Source document
Say "preview <name>" to hear a sample, or "<name>" to switch.

To preview a voice: Run uv run <skill>/scripts/preview_voice.py --voice-name <name>. To set a voice: Run uv run <skill>/scripts/update_gemini_config.py --persona <id> --voice-name <name>, then speak a test phrase.

Style Configuration (`/voice style`)

/voice style (no argument) — Show the current Director's Notes:

Read the persona's voice.gemini.directors_notes object
Display style, pacing, and accent fields
If no gemini block, show "No Gemini style configured" and offer to create one

/voice style <description> — Update style conversationally:

Parse the user's description into style/pacing/accent fields
Run uv run <skill>/scripts/update_gemini_config.py with the new values
Speak a test phrase to confirm

Natural Language Triggers

Basic controls

"enable voice" / "turn on voice" / "start talking"
"disable voice" / "turn off voice" / "stop talking" / "be quiet"
"switch to sami" / "use professional persona"

Gemini voice and style

"more expressive" / "more energy" / "more personality" — Read current directors_notes.style, add more vivid descriptors, save via update_gemini_config.py, test
"less expressive" / "tone it down" / "more subtle" — Simplify style descriptors
"I want a male voice" / "use a female voice" — Show filtered voice list from gemini-voices.md, offer preview
"change voice" / "different voice" / "preview voices" — Show /voice voice browser
"what voice is this?" / "who is speaking?" — Show current Gemini voice + style + pacing + accent

Pacing and accent

"slow down" / "speak slower" — Update directors_notes.pacing to slower variant, save
"faster" / "speed up" — Update pacing to brisker variant
"speak in Dutch" / "switch to French" / "use Japanese" — Update directors_notes.accent with the language directive (e.g., "Dutch, natural Netherlands accent"). Check gemini-voices.md for BCP-47 code support.

Data records
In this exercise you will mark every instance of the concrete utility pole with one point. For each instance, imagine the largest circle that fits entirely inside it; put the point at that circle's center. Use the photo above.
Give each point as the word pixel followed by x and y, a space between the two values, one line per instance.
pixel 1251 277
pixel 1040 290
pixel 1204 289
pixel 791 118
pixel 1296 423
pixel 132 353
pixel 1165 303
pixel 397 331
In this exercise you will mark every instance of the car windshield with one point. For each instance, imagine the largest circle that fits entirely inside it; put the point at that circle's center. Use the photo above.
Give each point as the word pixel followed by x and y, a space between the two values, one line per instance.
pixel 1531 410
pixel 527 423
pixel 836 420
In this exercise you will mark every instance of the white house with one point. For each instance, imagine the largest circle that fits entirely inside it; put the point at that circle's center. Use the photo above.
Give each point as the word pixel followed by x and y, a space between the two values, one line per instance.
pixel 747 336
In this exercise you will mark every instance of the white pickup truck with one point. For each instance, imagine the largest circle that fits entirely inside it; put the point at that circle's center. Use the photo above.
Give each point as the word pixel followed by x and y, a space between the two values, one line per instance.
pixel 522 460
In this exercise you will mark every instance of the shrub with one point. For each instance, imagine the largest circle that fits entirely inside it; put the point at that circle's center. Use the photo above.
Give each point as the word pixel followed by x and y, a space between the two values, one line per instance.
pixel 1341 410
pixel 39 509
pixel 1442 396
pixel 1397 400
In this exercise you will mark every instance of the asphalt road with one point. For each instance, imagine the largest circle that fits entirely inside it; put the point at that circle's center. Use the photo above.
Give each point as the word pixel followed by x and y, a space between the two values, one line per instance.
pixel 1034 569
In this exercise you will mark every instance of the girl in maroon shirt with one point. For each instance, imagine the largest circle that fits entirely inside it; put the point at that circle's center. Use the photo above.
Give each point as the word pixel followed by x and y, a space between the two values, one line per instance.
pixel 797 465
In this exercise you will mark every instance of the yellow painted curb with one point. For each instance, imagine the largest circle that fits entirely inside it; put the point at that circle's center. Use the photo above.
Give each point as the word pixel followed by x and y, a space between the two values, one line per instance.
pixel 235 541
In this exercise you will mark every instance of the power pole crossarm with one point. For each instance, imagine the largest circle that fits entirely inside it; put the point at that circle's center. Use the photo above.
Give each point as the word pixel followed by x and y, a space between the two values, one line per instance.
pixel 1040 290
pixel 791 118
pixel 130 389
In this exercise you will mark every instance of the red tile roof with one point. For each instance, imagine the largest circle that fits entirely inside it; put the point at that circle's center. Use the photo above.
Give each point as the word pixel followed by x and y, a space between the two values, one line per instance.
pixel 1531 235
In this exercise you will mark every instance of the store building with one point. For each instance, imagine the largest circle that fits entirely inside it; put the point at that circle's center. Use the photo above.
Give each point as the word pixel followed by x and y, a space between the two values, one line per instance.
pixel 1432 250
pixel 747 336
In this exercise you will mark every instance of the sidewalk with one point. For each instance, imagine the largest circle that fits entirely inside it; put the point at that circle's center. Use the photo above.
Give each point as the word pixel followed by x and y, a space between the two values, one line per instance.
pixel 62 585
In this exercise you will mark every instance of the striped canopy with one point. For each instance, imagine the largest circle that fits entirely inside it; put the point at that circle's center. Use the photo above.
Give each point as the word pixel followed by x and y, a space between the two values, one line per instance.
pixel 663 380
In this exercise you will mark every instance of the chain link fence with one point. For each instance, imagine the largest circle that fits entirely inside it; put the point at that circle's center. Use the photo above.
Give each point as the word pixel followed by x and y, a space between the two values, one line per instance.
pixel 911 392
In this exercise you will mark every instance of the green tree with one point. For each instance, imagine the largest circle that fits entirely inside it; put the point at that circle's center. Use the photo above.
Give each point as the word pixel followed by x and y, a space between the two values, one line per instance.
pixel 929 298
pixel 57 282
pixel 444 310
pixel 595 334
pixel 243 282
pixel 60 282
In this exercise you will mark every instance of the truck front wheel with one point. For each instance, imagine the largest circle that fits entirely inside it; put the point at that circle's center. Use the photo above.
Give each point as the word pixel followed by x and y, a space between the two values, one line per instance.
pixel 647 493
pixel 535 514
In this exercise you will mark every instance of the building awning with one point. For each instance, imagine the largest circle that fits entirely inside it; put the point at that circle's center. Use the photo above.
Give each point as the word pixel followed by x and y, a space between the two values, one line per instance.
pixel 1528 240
...
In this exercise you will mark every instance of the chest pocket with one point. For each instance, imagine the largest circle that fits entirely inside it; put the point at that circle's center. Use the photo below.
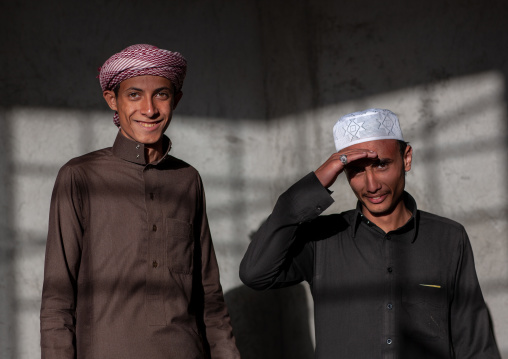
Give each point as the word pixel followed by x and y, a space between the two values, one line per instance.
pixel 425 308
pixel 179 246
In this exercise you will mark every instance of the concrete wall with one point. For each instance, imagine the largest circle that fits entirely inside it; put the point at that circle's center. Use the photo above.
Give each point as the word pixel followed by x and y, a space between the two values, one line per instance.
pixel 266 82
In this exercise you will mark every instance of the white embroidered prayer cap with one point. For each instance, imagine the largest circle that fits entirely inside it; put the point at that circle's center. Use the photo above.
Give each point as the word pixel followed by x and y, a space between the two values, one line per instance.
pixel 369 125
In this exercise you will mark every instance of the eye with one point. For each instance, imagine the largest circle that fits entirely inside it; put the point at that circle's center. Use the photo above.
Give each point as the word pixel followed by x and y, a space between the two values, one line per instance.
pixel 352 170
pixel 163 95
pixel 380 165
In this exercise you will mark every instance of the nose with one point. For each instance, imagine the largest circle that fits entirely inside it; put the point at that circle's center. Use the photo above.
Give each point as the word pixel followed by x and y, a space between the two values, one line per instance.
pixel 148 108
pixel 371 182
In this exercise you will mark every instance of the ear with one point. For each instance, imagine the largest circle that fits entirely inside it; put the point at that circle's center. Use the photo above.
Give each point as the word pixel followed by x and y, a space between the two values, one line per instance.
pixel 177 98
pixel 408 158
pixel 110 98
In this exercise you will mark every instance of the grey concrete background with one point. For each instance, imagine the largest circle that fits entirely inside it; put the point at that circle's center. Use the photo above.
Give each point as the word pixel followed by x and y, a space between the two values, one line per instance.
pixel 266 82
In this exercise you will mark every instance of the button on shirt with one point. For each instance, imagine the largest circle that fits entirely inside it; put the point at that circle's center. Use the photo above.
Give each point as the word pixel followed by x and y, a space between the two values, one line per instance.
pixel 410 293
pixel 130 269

Exercise objective
Quote the voice command documentation exactly as it appears, covering everything from "Pacing and accent" down to "BCP-47 code support.".

Solution for this problem
Pacing and accent

"slow down" / "speak slower" — Update directors_notes.pacing to slower variant, save
"faster" / "speed up" — Update pacing to brisker variant
"speak in Dutch" / "switch to French" / "use Japanese" — Update directors_notes.accent with the language directive (e.g., "Dutch, natural Netherlands accent"). Check gemini-voices.md for BCP-47 code support.